Oh, so guess where I heard about this one? Yes, Radio 5 Live again! I have to confess that I follow Matthew McConoughay on Instagram and dismissed his posts advertising it, thinking it would be a load of self-affirming nonsense.

I then heard him talking about his parents and upbringing and his story telling is so compelling I rushed home and ordered two copies. One for me and one for a friend.

It IS full of a load of self-affirming nonsense but it’s told with such charm, humour and immediacy that you feel he’s been in the room with you. His slow Texan drawl oozes like cream through the whole book, which is a mix of cliché and colloquialisms, but comes across fresh owing to the verbatim style.

He is an adventurer and risk taker and you don’t need to know anything about him prior to reading his book, it’s fascinating regardless of his fame.

I have since watched ‘A Time to Kill,’ one of his first movies and ‘The Gentleman’ which made reading about them doubly interesting. Having now read the back-stories I have a whole list more!

This is a book to keep, I hope my friend thinks so too!


My Rating


5 stars of course.



Woman, Girl, Other by Bernardine Evaristo

Published 2nd May 2019 by Hamish Hamilton



Official Blurb

From Newcastle to Cornwall, from the birth of the twentieth century to the teens of the twenty-first, Girl, Woman, Other follows a cast of twelve characters on their personal journeys through this country and the last hundred years. They're each looking for something - a shared past, an unexpected future, a place to call home, somewhere to fit in, a lover, a missed mother, a lost father, even just a touch of hope . . .

▸ **Work request 1**
Count how many lines of the entries contain the string "positive", with case counting, and reply with only that number.
The book review and the entries that follow it have nothing to do with each other.

▸ **Task data**
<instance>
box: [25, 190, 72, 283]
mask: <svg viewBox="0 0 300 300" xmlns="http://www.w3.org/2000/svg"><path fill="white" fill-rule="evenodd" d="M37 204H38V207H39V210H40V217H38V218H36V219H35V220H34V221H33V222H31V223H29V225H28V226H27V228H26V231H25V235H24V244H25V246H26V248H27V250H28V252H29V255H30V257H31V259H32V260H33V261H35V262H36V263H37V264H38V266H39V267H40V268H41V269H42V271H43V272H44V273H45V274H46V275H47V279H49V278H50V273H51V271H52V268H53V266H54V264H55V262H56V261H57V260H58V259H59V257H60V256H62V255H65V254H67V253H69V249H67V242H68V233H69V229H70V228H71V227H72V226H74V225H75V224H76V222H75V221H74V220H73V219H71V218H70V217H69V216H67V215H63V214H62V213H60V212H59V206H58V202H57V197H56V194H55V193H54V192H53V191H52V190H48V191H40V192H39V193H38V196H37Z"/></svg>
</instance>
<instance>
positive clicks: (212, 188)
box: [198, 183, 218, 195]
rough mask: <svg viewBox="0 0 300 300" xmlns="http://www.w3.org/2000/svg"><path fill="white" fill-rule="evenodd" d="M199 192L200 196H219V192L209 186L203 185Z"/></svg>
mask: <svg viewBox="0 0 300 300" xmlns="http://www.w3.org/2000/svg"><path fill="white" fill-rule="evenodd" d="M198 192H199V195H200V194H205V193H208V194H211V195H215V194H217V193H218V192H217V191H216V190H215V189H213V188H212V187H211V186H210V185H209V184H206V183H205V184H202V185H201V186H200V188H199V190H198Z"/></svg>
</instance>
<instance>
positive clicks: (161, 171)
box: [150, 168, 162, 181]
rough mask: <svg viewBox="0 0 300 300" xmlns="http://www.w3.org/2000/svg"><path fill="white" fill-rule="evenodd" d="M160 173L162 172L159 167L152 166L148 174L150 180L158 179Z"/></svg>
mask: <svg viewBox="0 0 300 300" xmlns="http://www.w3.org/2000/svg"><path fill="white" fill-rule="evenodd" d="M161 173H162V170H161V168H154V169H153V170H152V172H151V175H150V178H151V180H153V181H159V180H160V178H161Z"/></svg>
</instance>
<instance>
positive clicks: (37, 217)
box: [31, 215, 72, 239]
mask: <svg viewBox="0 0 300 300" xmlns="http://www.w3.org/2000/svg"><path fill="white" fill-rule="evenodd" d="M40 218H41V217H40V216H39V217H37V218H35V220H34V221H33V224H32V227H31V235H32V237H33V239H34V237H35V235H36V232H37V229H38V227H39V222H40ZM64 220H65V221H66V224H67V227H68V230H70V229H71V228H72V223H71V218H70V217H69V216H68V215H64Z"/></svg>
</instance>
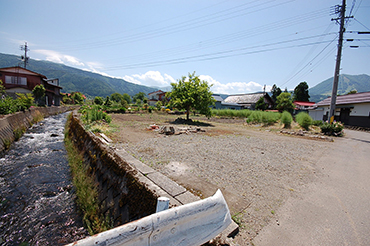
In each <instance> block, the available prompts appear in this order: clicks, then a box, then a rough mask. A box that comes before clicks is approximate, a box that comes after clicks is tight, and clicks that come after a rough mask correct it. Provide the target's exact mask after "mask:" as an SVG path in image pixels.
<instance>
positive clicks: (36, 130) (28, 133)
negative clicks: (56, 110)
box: [0, 113, 88, 245]
mask: <svg viewBox="0 0 370 246" xmlns="http://www.w3.org/2000/svg"><path fill="white" fill-rule="evenodd" d="M67 114H68V113H64V114H60V115H55V116H50V117H48V118H46V119H45V120H43V121H41V122H39V123H38V124H35V125H33V126H32V127H31V128H30V129H28V131H27V132H26V133H25V134H24V135H23V137H22V138H21V139H20V140H18V141H17V142H14V143H13V144H12V146H11V147H10V149H9V150H8V151H6V152H5V153H4V154H3V155H2V156H0V245H64V244H67V243H70V242H73V241H76V240H79V239H81V238H84V237H86V236H87V235H88V233H87V231H86V230H85V229H84V228H83V225H82V218H81V216H80V215H79V213H78V211H77V207H76V204H75V200H74V199H75V195H74V192H73V191H74V189H73V186H72V182H71V177H70V172H69V166H68V161H67V158H66V150H65V147H64V142H63V139H64V133H63V131H64V125H65V122H66V116H67Z"/></svg>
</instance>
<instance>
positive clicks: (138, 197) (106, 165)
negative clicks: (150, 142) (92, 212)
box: [69, 112, 158, 226]
mask: <svg viewBox="0 0 370 246" xmlns="http://www.w3.org/2000/svg"><path fill="white" fill-rule="evenodd" d="M69 137H70V138H71V139H72V141H73V142H74V145H75V146H76V147H77V148H78V149H79V150H80V151H81V152H82V153H83V154H84V159H85V162H86V163H88V164H89V166H90V172H91V175H93V176H94V178H95V181H96V184H97V187H98V192H99V202H100V205H101V208H102V212H103V214H104V216H109V218H111V219H113V222H114V226H118V225H121V224H125V223H127V222H130V221H133V220H136V219H139V218H142V217H144V216H147V215H150V214H152V213H154V212H155V208H156V201H157V197H158V195H156V193H155V192H153V191H151V190H150V189H149V188H148V186H147V185H146V184H145V183H143V182H140V179H141V178H142V177H140V176H139V175H138V172H137V170H135V168H133V167H132V166H131V165H129V164H128V163H127V162H126V161H124V160H123V159H122V158H121V157H120V156H119V155H117V153H115V151H114V150H112V149H111V148H109V146H108V145H106V144H104V143H103V142H102V140H101V139H100V138H99V137H97V136H95V135H94V134H93V133H92V132H86V131H85V129H84V128H83V126H82V123H81V121H80V119H79V117H78V115H77V114H76V112H73V114H72V118H71V121H70V124H69Z"/></svg>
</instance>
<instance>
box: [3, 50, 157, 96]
mask: <svg viewBox="0 0 370 246" xmlns="http://www.w3.org/2000/svg"><path fill="white" fill-rule="evenodd" d="M18 64H20V65H22V63H20V57H19V56H15V55H8V54H2V53H0V67H13V66H18ZM27 69H29V70H32V71H34V72H37V73H40V74H43V75H45V76H46V77H47V78H50V79H51V78H58V79H59V83H60V86H61V87H63V90H62V92H67V93H69V92H73V91H79V92H81V93H83V94H84V95H86V96H87V97H92V98H93V97H95V96H101V97H106V96H110V95H111V94H113V93H115V92H118V93H120V94H123V93H127V94H129V95H131V96H133V95H135V94H137V93H139V92H144V93H146V94H148V93H150V92H153V91H155V90H156V89H155V88H151V87H148V86H143V85H138V84H134V83H130V82H127V81H125V80H123V79H117V78H111V77H107V76H103V75H101V74H97V73H93V72H89V71H84V70H81V69H77V68H73V67H69V66H66V65H63V64H59V63H54V62H49V61H38V60H33V59H30V60H29V63H28V65H27Z"/></svg>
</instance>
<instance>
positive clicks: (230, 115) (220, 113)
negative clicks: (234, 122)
mask: <svg viewBox="0 0 370 246" xmlns="http://www.w3.org/2000/svg"><path fill="white" fill-rule="evenodd" d="M252 112H253V111H251V110H248V109H242V110H235V109H212V116H224V117H237V118H248V116H249V115H250V114H251V113H252Z"/></svg>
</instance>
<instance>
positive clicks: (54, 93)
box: [0, 67, 62, 106]
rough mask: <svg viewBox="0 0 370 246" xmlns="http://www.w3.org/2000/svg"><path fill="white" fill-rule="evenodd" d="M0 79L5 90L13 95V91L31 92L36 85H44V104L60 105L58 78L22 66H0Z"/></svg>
mask: <svg viewBox="0 0 370 246" xmlns="http://www.w3.org/2000/svg"><path fill="white" fill-rule="evenodd" d="M0 79H1V80H2V81H3V85H4V87H5V92H6V93H7V94H8V95H10V96H14V95H15V93H24V94H26V93H32V90H33V88H35V86H36V85H44V87H45V104H46V105H48V106H51V105H55V106H60V101H61V99H62V97H61V95H60V90H61V89H62V87H60V86H59V79H47V78H46V76H45V75H42V74H39V73H36V72H33V71H31V70H28V69H25V68H22V67H6V68H0Z"/></svg>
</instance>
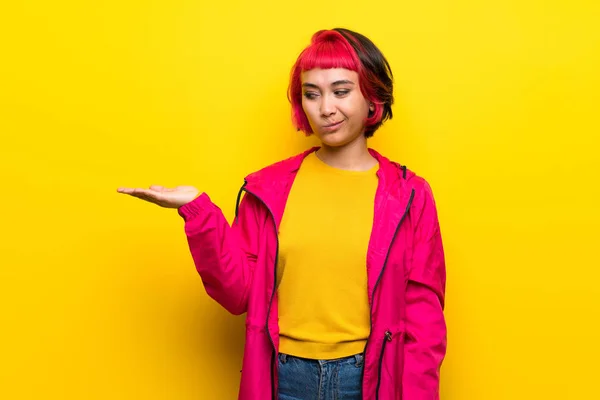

▸ **Work request 2**
Copy a passage from the book review word for word, starting at "I have since" and ending after "stars of course.".

▸ **Result 1**
7

▸ **Result 2**
I have since watched ‘A Time to Kill,’ one of his first movies and ‘The Gentleman’ which made reading about them doubly interesting. Having now read the back-stories I have a whole list more!

This is a book to keep, I hope my friend thinks so too!


My Rating


5 stars of course.